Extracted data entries
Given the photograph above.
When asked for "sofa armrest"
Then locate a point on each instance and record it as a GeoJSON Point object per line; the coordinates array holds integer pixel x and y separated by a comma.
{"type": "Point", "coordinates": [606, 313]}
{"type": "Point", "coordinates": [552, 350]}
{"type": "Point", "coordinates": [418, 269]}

WHAT IS BEING ASKED:
Convert every line of the material into a Markdown table with the columns Row and Line, numbering the lines in order and skipping any blank ones.

THE SOLUTION:
| Row | Line |
|---|---|
| 1 | Given the photograph above. |
| 2 | When asked for "sofa armrest" |
| 3 | Then locate a point on each instance and record it as a GeoJSON Point object per line; the coordinates array holds integer pixel x and y separated by a comma. |
| 4 | {"type": "Point", "coordinates": [606, 313]} |
| 5 | {"type": "Point", "coordinates": [552, 350]} |
| 6 | {"type": "Point", "coordinates": [418, 269]} |